● **DATA UNDER STUDY**:
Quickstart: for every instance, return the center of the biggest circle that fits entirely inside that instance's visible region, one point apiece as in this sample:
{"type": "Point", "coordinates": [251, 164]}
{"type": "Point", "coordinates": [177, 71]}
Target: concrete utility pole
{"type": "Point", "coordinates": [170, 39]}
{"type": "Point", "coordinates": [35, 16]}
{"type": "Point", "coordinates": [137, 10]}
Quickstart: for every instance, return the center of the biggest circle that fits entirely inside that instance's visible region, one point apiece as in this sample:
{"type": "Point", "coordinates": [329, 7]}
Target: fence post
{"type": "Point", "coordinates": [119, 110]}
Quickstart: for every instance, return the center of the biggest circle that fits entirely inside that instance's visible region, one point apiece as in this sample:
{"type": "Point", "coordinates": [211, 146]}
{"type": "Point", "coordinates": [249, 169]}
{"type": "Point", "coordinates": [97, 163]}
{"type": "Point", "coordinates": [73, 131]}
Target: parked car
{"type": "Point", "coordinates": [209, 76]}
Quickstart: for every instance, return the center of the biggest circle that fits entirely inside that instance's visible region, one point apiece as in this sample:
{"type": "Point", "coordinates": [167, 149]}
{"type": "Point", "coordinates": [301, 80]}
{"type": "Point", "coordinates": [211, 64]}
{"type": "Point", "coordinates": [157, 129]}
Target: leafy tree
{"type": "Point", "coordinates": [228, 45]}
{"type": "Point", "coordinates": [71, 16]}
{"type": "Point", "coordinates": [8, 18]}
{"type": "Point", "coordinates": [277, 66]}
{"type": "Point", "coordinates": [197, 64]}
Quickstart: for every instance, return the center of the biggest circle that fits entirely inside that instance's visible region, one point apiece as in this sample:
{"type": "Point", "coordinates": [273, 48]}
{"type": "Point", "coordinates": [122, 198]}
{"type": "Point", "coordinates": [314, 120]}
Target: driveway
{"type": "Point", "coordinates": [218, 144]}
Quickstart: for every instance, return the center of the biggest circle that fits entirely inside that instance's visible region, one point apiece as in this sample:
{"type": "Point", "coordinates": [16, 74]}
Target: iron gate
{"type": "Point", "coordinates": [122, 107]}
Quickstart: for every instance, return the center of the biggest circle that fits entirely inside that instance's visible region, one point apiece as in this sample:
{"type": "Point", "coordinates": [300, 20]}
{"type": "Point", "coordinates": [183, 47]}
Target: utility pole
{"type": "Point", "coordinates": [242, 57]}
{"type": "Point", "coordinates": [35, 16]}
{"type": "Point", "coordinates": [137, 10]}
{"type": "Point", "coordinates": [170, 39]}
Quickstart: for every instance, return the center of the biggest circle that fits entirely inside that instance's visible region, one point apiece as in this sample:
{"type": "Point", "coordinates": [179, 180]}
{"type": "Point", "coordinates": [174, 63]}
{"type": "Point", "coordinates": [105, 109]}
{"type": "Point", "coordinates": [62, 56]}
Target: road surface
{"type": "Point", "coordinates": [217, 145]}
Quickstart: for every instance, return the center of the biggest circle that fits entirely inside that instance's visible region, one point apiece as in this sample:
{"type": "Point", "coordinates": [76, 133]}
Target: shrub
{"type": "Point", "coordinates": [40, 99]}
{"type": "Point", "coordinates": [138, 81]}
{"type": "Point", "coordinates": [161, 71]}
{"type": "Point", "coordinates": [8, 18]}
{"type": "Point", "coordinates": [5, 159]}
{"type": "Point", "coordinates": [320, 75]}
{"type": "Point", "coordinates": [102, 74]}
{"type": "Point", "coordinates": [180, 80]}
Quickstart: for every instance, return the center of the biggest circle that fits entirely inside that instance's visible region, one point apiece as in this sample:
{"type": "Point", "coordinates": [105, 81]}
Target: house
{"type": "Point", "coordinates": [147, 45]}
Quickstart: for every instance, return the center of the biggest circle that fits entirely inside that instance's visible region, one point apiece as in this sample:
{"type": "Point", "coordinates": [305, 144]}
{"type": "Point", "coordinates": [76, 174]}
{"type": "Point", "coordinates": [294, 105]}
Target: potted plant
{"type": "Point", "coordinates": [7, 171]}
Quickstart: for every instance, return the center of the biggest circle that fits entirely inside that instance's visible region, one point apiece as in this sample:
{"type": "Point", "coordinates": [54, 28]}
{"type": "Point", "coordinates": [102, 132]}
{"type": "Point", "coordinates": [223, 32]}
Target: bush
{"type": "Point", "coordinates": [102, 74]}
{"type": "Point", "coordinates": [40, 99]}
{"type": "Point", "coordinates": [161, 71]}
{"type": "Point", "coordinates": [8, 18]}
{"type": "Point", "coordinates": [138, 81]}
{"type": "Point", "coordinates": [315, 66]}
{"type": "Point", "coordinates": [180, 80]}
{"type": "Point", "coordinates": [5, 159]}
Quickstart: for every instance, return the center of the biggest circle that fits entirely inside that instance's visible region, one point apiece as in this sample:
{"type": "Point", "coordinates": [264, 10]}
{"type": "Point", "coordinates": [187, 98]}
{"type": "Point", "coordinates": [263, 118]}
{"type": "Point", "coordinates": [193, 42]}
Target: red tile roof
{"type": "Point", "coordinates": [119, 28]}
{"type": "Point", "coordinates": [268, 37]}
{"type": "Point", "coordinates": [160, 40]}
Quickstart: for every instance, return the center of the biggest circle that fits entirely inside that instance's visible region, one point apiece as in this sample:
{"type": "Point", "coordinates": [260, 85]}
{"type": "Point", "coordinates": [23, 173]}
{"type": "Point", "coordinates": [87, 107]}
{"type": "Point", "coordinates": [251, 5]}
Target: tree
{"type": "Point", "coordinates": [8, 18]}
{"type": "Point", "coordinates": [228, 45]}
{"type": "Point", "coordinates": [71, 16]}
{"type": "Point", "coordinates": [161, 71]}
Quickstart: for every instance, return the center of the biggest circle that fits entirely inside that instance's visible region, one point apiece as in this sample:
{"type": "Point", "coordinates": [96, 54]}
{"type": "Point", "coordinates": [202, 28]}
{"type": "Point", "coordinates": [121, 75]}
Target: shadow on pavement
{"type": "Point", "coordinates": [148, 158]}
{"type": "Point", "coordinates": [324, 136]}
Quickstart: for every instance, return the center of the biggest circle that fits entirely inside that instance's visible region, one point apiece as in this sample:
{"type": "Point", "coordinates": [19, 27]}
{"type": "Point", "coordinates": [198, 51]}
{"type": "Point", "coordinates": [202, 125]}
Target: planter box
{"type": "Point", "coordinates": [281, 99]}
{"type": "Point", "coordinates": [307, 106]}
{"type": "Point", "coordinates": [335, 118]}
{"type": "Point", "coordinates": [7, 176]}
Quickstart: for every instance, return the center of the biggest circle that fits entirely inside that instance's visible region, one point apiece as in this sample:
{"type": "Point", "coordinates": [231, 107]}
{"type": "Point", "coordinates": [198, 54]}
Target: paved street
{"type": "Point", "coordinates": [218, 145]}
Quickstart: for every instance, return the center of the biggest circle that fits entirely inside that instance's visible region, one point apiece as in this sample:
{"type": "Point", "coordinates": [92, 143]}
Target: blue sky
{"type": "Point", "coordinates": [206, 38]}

● **PROBLEM REQUIREMENTS**: The response should consist of all the entries, copied without any alteration.

● **COMPLETED EXERCISE**:
Quickstart: for every instance, return the center of the biggest circle that fits entirely inside that instance's visible region, one point apiece as in this sample:
{"type": "Point", "coordinates": [251, 164]}
{"type": "Point", "coordinates": [177, 71]}
Target: concrete utility pole
{"type": "Point", "coordinates": [170, 39]}
{"type": "Point", "coordinates": [35, 16]}
{"type": "Point", "coordinates": [137, 10]}
Quickstart: for every instance, return the center of the biggest circle that fits entirely inside that instance's visible region, one point apiece as in this sample:
{"type": "Point", "coordinates": [329, 7]}
Target: fence post
{"type": "Point", "coordinates": [119, 110]}
Quickstart: for every instance, return the center of the biggest circle that fits entirely inside that instance's visible region, one point apiece as in this sample:
{"type": "Point", "coordinates": [211, 146]}
{"type": "Point", "coordinates": [249, 169]}
{"type": "Point", "coordinates": [97, 163]}
{"type": "Point", "coordinates": [73, 131]}
Target: parked car
{"type": "Point", "coordinates": [209, 76]}
Quickstart: for every instance, return the center of the biggest circle that fits entirely inside that instance's visible region, one point apiece as in this sample:
{"type": "Point", "coordinates": [167, 149]}
{"type": "Point", "coordinates": [301, 80]}
{"type": "Point", "coordinates": [211, 64]}
{"type": "Point", "coordinates": [157, 129]}
Target: leafy tree
{"type": "Point", "coordinates": [228, 45]}
{"type": "Point", "coordinates": [71, 16]}
{"type": "Point", "coordinates": [8, 18]}
{"type": "Point", "coordinates": [277, 66]}
{"type": "Point", "coordinates": [197, 64]}
Quickstart: for every instance, return the center of the biggest circle that fits entirely inside that instance's visible region, one point apiece as in this sample:
{"type": "Point", "coordinates": [273, 48]}
{"type": "Point", "coordinates": [122, 198]}
{"type": "Point", "coordinates": [314, 120]}
Target: driveway
{"type": "Point", "coordinates": [218, 144]}
Quickstart: for every instance, return the center of the biggest circle that fits entirely inside that instance's visible region, one point apiece as in this sample:
{"type": "Point", "coordinates": [16, 74]}
Target: iron gate
{"type": "Point", "coordinates": [122, 107]}
Quickstart: for every instance, return the center of the biggest circle that fits entirely inside that instance's visible region, one point apiece as in this sample:
{"type": "Point", "coordinates": [300, 20]}
{"type": "Point", "coordinates": [183, 47]}
Target: utility pole
{"type": "Point", "coordinates": [242, 57]}
{"type": "Point", "coordinates": [35, 16]}
{"type": "Point", "coordinates": [137, 10]}
{"type": "Point", "coordinates": [170, 39]}
Quickstart: for every instance, return the center of the biggest circle that fits entirely inside that instance's visible region, one point apiece as in this sample:
{"type": "Point", "coordinates": [179, 180]}
{"type": "Point", "coordinates": [174, 63]}
{"type": "Point", "coordinates": [105, 109]}
{"type": "Point", "coordinates": [62, 56]}
Target: road surface
{"type": "Point", "coordinates": [217, 145]}
Quickstart: for every instance, return the center of the biggest circle that fits entirely inside that instance's visible region, one point apiece as in this sample:
{"type": "Point", "coordinates": [76, 133]}
Target: shrub
{"type": "Point", "coordinates": [40, 99]}
{"type": "Point", "coordinates": [138, 81]}
{"type": "Point", "coordinates": [161, 71]}
{"type": "Point", "coordinates": [8, 18]}
{"type": "Point", "coordinates": [5, 159]}
{"type": "Point", "coordinates": [320, 75]}
{"type": "Point", "coordinates": [102, 74]}
{"type": "Point", "coordinates": [180, 80]}
Quickstart: for every instance, return the center of the biggest circle that fits entirely inside that instance's visible region, one point apiece as in this sample:
{"type": "Point", "coordinates": [105, 81]}
Target: house
{"type": "Point", "coordinates": [147, 45]}
Quickstart: for every instance, return the center of the biggest circle that fits entirely inside that instance's visible region, one point apiece as in this sample:
{"type": "Point", "coordinates": [305, 144]}
{"type": "Point", "coordinates": [76, 174]}
{"type": "Point", "coordinates": [294, 105]}
Target: potted plant
{"type": "Point", "coordinates": [7, 171]}
Quickstart: for every instance, return the center of the biggest circle that fits entirely inside that instance's visible region, one point apiece as in this sample:
{"type": "Point", "coordinates": [54, 28]}
{"type": "Point", "coordinates": [102, 132]}
{"type": "Point", "coordinates": [223, 32]}
Target: bush
{"type": "Point", "coordinates": [102, 74]}
{"type": "Point", "coordinates": [40, 99]}
{"type": "Point", "coordinates": [161, 71]}
{"type": "Point", "coordinates": [8, 18]}
{"type": "Point", "coordinates": [138, 81]}
{"type": "Point", "coordinates": [315, 66]}
{"type": "Point", "coordinates": [180, 80]}
{"type": "Point", "coordinates": [5, 159]}
Quickstart: for every instance, return the center of the biggest circle that fits entirely inside that instance's visible region, one point apiece as in this sample:
{"type": "Point", "coordinates": [264, 10]}
{"type": "Point", "coordinates": [187, 98]}
{"type": "Point", "coordinates": [263, 118]}
{"type": "Point", "coordinates": [193, 42]}
Target: red tile roof
{"type": "Point", "coordinates": [119, 28]}
{"type": "Point", "coordinates": [268, 37]}
{"type": "Point", "coordinates": [160, 40]}
Quickstart: for every instance, return the center of the biggest circle that fits entirely inside that instance's visible region, one point apiece as in this sample:
{"type": "Point", "coordinates": [260, 85]}
{"type": "Point", "coordinates": [23, 173]}
{"type": "Point", "coordinates": [87, 107]}
{"type": "Point", "coordinates": [251, 5]}
Target: tree
{"type": "Point", "coordinates": [8, 18]}
{"type": "Point", "coordinates": [228, 45]}
{"type": "Point", "coordinates": [71, 16]}
{"type": "Point", "coordinates": [161, 71]}
Quickstart: for every instance, return the center of the biggest circle that fits entirely inside that instance's visible region, one point apiece as in this sample:
{"type": "Point", "coordinates": [96, 54]}
{"type": "Point", "coordinates": [202, 28]}
{"type": "Point", "coordinates": [121, 75]}
Target: shadow on pavement
{"type": "Point", "coordinates": [148, 158]}
{"type": "Point", "coordinates": [324, 136]}
Quickstart: for every instance, return the center of the biggest circle that fits entirely inside that instance's visible region, one point apiece as in this sample:
{"type": "Point", "coordinates": [19, 27]}
{"type": "Point", "coordinates": [198, 51]}
{"type": "Point", "coordinates": [202, 125]}
Target: planter box
{"type": "Point", "coordinates": [281, 99]}
{"type": "Point", "coordinates": [307, 106]}
{"type": "Point", "coordinates": [335, 118]}
{"type": "Point", "coordinates": [7, 176]}
Quickstart: for every instance, return the center of the biggest circle that fits entirely inside that instance's visible region, one point apiece as in this sample:
{"type": "Point", "coordinates": [231, 107]}
{"type": "Point", "coordinates": [198, 54]}
Target: paved street
{"type": "Point", "coordinates": [218, 145]}
Quickstart: for every instance, return the center of the biggest circle that fits entirely inside that instance's visible region, one point apiece as in this sample:
{"type": "Point", "coordinates": [92, 143]}
Target: blue sky
{"type": "Point", "coordinates": [206, 38]}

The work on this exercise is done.